* **Try it**
A faithful copy of the listing below is needed, with its pictures left out.

* **Material for this exercise**

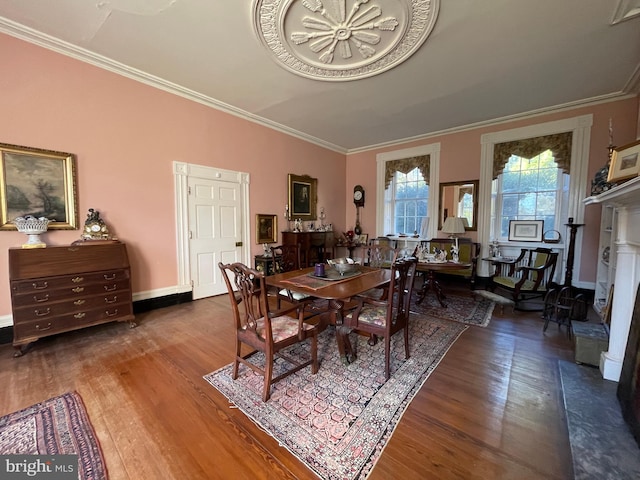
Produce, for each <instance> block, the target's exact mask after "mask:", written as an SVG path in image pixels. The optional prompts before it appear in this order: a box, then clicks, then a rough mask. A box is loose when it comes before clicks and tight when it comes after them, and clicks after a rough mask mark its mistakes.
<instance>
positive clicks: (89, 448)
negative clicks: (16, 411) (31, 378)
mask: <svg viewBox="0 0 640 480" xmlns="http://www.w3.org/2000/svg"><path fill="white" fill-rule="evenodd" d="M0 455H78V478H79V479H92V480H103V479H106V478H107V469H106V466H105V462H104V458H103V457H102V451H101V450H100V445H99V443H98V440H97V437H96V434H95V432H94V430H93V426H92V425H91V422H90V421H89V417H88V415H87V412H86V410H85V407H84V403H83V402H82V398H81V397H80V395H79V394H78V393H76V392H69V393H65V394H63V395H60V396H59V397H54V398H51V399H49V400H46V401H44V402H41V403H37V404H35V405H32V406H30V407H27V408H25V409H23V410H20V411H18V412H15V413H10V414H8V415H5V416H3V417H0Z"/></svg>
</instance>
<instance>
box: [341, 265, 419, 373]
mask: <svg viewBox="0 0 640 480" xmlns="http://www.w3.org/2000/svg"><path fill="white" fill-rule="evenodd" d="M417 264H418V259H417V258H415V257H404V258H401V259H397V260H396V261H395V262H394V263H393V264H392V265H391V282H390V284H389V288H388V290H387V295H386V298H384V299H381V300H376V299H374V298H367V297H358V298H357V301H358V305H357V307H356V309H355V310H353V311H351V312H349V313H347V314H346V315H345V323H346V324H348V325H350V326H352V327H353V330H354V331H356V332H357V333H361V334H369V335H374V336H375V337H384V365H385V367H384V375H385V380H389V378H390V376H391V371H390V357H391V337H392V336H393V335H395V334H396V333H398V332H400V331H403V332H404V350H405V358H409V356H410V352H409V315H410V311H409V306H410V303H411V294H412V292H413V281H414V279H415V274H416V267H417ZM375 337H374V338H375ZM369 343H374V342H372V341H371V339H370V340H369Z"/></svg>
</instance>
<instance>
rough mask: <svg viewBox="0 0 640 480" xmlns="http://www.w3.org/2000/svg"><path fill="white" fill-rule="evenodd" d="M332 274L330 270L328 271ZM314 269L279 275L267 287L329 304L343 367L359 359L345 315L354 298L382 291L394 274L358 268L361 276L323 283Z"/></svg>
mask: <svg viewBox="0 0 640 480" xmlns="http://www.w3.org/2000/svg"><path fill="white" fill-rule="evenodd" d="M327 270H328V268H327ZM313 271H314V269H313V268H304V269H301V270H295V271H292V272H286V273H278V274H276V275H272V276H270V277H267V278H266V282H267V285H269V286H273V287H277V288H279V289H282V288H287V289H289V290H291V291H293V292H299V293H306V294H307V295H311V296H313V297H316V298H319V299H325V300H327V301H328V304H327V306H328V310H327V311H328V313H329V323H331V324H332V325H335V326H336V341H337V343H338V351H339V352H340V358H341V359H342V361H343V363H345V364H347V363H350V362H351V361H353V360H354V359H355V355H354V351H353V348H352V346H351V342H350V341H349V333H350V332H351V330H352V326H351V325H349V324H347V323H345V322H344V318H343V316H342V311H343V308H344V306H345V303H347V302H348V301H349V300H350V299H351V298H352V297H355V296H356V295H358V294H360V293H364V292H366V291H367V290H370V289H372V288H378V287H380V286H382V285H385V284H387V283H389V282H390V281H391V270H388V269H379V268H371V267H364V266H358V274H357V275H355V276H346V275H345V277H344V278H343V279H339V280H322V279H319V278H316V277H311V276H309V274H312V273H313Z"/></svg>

* **Solution to the exercise**
Produce, for each <instance> block, the target's exact mask after "mask:", written as an SVG path in image pixels. The optional prompts before it appear in this order: a box, then clicks, then a rough mask. A box is loose when it comes before clicks and tight when it comes after them, and clicks after a rough mask mark its mistakes.
<instance>
positive clicks: (89, 448)
negative clicks: (16, 411) (31, 378)
mask: <svg viewBox="0 0 640 480" xmlns="http://www.w3.org/2000/svg"><path fill="white" fill-rule="evenodd" d="M0 455H78V478H79V479H92V480H103V479H106V478H107V469H106V466H105V462H104V458H103V457H102V451H101V450H100V445H99V443H98V440H97V437H96V434H95V432H94V430H93V426H92V425H91V422H90V421H89V417H88V415H87V412H86V410H85V407H84V403H83V402H82V398H81V397H80V395H79V394H78V393H76V392H69V393H65V394H63V395H60V396H59V397H54V398H51V399H49V400H46V401H44V402H41V403H37V404H35V405H32V406H30V407H27V408H25V409H23V410H20V411H18V412H15V413H10V414H8V415H5V416H3V417H0Z"/></svg>
</instance>
<instance>
box: [341, 265, 419, 373]
mask: <svg viewBox="0 0 640 480" xmlns="http://www.w3.org/2000/svg"><path fill="white" fill-rule="evenodd" d="M417 264H418V259H417V258H415V257H404V258H401V259H397V260H396V261H395V262H394V263H393V264H392V265H391V282H390V284H389V288H388V290H387V295H386V298H384V299H381V300H376V299H374V298H367V297H358V298H357V301H358V305H357V307H356V309H355V310H353V311H351V312H349V313H347V314H346V315H345V323H346V324H348V325H350V326H352V327H353V330H354V331H356V332H357V333H361V334H369V335H374V336H375V337H384V365H385V367H384V375H385V380H389V378H390V376H391V371H390V357H391V337H392V336H393V335H395V334H396V333H398V332H400V331H403V332H404V350H405V358H409V356H410V352H409V315H410V311H409V306H410V303H411V294H412V292H413V281H414V279H415V274H416V267H417ZM375 337H374V338H375ZM369 343H374V342H372V341H371V339H370V340H369Z"/></svg>
</instance>
<instance>
rough mask: <svg viewBox="0 0 640 480" xmlns="http://www.w3.org/2000/svg"><path fill="white" fill-rule="evenodd" d="M332 274L330 270L328 271ZM314 269L279 275L267 287L329 304L343 367L359 359L345 315L354 298L382 291L394 274L358 268L361 276L323 283Z"/></svg>
mask: <svg viewBox="0 0 640 480" xmlns="http://www.w3.org/2000/svg"><path fill="white" fill-rule="evenodd" d="M327 270H328V268H327ZM313 271H314V269H313V268H304V269H301V270H295V271H292V272H286V273H278V274H276V275H272V276H270V277H267V278H266V282H267V285H269V286H273V287H277V288H279V289H282V288H287V289H289V290H291V291H293V292H299V293H306V294H307V295H311V296H313V297H316V298H319V299H325V300H327V301H328V304H327V306H328V310H327V311H328V313H329V323H331V324H332V325H335V326H336V341H337V343H338V351H339V352H340V358H341V359H342V361H343V363H345V364H347V363H350V362H351V361H353V360H354V359H355V355H354V351H353V348H352V346H351V342H350V341H349V333H350V332H351V330H352V326H351V325H349V324H347V323H345V322H344V318H343V316H342V311H343V308H344V306H345V303H347V302H348V301H349V300H350V299H351V298H352V297H355V296H356V295H358V294H360V293H364V292H366V291H367V290H370V289H372V288H378V287H380V286H382V285H385V284H387V283H389V282H390V281H391V270H388V269H379V268H371V267H364V266H358V274H357V275H355V276H346V275H345V277H344V278H343V279H339V280H322V279H319V278H316V277H311V276H309V274H312V273H313Z"/></svg>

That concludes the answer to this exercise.